Data extracted from a collection:
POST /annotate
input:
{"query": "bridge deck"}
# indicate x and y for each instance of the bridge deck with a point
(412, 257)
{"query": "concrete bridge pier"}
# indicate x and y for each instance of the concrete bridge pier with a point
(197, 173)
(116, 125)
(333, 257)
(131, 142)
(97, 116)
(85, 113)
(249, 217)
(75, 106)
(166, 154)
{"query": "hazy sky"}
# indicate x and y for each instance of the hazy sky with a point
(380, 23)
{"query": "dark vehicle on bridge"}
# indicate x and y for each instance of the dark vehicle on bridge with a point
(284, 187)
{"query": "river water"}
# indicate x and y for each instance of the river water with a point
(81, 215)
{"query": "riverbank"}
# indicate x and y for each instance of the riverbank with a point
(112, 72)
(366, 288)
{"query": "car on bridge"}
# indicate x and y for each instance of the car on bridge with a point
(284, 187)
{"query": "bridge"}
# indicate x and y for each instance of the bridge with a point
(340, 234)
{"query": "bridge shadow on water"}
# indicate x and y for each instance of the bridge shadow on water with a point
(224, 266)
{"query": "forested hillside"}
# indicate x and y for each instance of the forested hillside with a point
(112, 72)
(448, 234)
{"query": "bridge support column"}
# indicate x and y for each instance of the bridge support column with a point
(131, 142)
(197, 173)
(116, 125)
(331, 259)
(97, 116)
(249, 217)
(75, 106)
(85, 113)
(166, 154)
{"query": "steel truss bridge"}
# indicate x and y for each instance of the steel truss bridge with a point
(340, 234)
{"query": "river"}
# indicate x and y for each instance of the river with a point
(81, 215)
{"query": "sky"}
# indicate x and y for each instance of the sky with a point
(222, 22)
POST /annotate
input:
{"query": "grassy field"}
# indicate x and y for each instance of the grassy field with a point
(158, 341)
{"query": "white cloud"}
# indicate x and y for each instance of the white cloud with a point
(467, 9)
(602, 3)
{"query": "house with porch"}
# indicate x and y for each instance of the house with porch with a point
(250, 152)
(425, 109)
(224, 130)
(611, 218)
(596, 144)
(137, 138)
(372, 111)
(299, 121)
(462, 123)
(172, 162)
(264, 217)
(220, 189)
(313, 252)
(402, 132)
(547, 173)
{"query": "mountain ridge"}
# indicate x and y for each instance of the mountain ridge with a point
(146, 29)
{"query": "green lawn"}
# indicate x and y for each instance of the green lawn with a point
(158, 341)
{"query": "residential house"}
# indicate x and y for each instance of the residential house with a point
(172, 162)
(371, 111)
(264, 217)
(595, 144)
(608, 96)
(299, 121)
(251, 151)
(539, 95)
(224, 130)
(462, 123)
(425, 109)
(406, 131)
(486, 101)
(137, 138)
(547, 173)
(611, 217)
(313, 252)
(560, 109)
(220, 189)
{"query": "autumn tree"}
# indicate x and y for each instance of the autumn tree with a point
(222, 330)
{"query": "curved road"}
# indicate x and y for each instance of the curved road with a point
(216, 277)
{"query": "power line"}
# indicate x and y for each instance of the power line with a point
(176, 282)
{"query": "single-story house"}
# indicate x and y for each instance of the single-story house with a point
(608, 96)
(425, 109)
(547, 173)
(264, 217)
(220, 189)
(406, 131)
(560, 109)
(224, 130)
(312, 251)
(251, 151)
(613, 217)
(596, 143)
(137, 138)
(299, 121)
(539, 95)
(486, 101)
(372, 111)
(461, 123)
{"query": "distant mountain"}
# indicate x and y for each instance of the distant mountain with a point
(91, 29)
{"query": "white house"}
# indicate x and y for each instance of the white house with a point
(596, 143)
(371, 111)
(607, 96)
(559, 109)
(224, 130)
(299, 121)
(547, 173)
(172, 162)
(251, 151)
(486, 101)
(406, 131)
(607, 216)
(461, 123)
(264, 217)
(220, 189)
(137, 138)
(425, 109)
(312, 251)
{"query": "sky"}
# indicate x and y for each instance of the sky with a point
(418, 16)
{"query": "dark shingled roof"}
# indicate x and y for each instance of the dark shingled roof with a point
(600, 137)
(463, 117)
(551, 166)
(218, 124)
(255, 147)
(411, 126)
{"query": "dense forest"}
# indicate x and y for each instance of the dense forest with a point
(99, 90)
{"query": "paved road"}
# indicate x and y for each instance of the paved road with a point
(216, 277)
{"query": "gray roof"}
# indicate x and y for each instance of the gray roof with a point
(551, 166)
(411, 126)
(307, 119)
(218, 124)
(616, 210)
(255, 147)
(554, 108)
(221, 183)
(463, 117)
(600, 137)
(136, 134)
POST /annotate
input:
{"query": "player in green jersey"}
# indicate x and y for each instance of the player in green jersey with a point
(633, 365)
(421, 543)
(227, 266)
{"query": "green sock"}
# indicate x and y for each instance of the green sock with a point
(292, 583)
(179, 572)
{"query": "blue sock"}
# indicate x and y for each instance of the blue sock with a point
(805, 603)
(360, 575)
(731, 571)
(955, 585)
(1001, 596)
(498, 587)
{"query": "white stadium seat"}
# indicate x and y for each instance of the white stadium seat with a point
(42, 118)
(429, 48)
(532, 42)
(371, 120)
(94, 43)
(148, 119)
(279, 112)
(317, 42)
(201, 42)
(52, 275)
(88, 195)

**Problem to solve**
Retype every record without alteration.

**Output of the task**
POST /annotate
input:
{"query": "bridge deck"}
# indicate x and y for each instance of the bridge deck with a point
(412, 257)
{"query": "concrete bridge pier"}
# indicate x and y for each instance of the concrete bridge pier with a point
(197, 173)
(116, 125)
(333, 257)
(131, 142)
(97, 116)
(85, 113)
(249, 217)
(75, 106)
(166, 154)
{"query": "hazy sky"}
# indicate x and y for each instance of the hazy sky with a point
(380, 23)
{"query": "dark vehicle on bridge"}
# indicate x and y for each instance of the dark vehicle on bridge with a point
(284, 187)
{"query": "river water"}
# indicate x and y for each instance of the river water with a point
(81, 215)
{"query": "riverbank"}
# indicate x and y for each instance of the riverbank with a point
(112, 72)
(366, 288)
{"query": "car on bridge"}
# indicate x and y for each instance of the car on bridge with a point
(284, 187)
{"query": "bridge"}
# indicate x and y for each instance of the bridge with a point
(340, 234)
{"query": "bridge shadow on water"}
# indicate x and y for each instance of the bridge shadow on water with a point
(224, 266)
{"query": "forested hillside"}
# indicate x and y for each instance of the forested hillside with a point
(112, 72)
(448, 234)
{"query": "bridge support column"}
# indicate x and y for each instance of the bridge support column with a point
(131, 142)
(197, 173)
(116, 125)
(331, 259)
(97, 116)
(249, 217)
(75, 106)
(85, 113)
(166, 154)
{"query": "steel truss bridge"}
# indicate x and y for each instance of the steel truss bridge with a point
(340, 234)
{"query": "river"}
# indicate x and y for each instance of the river with a point
(81, 215)
{"query": "sky"}
# indicate x and y for each instance of the sky with a point
(222, 22)
POST /annotate
input:
{"query": "grassy field"}
# indicate x and y for each instance of the grassy field with a point
(158, 341)
{"query": "white cloud"}
# indicate x and y for each instance of the white cloud with a point
(467, 9)
(602, 3)
{"query": "house with porch"}
# indicate x and y for each instance of the house with porch with a point
(250, 152)
(425, 109)
(224, 130)
(611, 218)
(596, 144)
(137, 138)
(372, 111)
(299, 121)
(462, 123)
(172, 162)
(264, 217)
(220, 189)
(313, 252)
(402, 132)
(547, 173)
{"query": "mountain ridge"}
# indicate x and y for each instance of the mountain ridge with a point
(146, 29)
{"query": "green lawn"}
# indicate x and y for each instance of the green lawn with a point
(158, 341)
{"query": "residential house"}
# indicate x and y for each instance of the residential house with a point
(172, 162)
(371, 111)
(264, 217)
(595, 144)
(608, 96)
(299, 121)
(251, 151)
(539, 95)
(224, 130)
(462, 123)
(425, 109)
(406, 131)
(486, 101)
(137, 138)
(547, 173)
(611, 217)
(313, 252)
(560, 109)
(220, 189)
{"query": "autumn tree"}
# indicate x and y for each instance of the autumn tree with a point
(222, 330)
{"query": "curved road"}
# indicate x and y for each instance of the curved road with a point
(216, 277)
{"query": "power line"}
# indicate x and y for each instance of the power line with a point
(176, 282)
{"query": "single-story house"}
# indicate x and y for each instance of the single-story house with a point
(608, 96)
(425, 109)
(547, 173)
(264, 217)
(220, 189)
(406, 131)
(560, 109)
(224, 130)
(312, 251)
(251, 151)
(613, 217)
(596, 143)
(137, 138)
(299, 121)
(539, 95)
(486, 101)
(372, 111)
(461, 123)
{"query": "distant mountain"}
# indicate x and y for each instance of the distant mountain with a point
(91, 29)
{"query": "white house"}
# indicate x and y for each instance of the white house with a point
(596, 143)
(371, 111)
(607, 96)
(559, 109)
(224, 130)
(299, 121)
(547, 173)
(172, 162)
(251, 151)
(486, 101)
(406, 131)
(607, 216)
(461, 123)
(264, 217)
(220, 189)
(137, 138)
(425, 109)
(312, 251)
{"query": "sky"}
# indicate x and y for each instance of the sky with a point
(418, 16)
{"query": "dark shingled roof"}
# indicate x and y for each instance of the dark shingled roof with a point
(600, 137)
(463, 117)
(551, 166)
(218, 124)
(255, 147)
(411, 126)
{"query": "dense forest"}
# indicate x and y for each instance of the dense forest with a point
(99, 90)
{"query": "paved road"}
# indicate x and y for each instance of the paved road with a point
(216, 277)
{"query": "gray roof"}
# indicate x and y for each instance of the gray roof with a point
(551, 166)
(411, 126)
(307, 119)
(218, 124)
(616, 210)
(255, 147)
(554, 108)
(221, 183)
(463, 117)
(600, 137)
(136, 134)
POST /annotate
input:
{"query": "player in green jersey"}
# indicate x and y for each instance of the player in green jersey with a point
(633, 365)
(421, 543)
(227, 266)
{"query": "green sock"}
# indicate x and y for each instance of the green sock with a point
(292, 583)
(179, 572)
{"query": "blue sock"}
# indicate x and y for each instance of the blue sock with a point
(805, 603)
(360, 575)
(731, 571)
(955, 585)
(1001, 596)
(498, 587)
{"query": "white stadium seat"}
# indicate x and y for each instance of the white stadium seat with a point
(42, 118)
(429, 48)
(532, 42)
(371, 120)
(94, 43)
(148, 119)
(279, 112)
(317, 42)
(201, 42)
(52, 275)
(88, 195)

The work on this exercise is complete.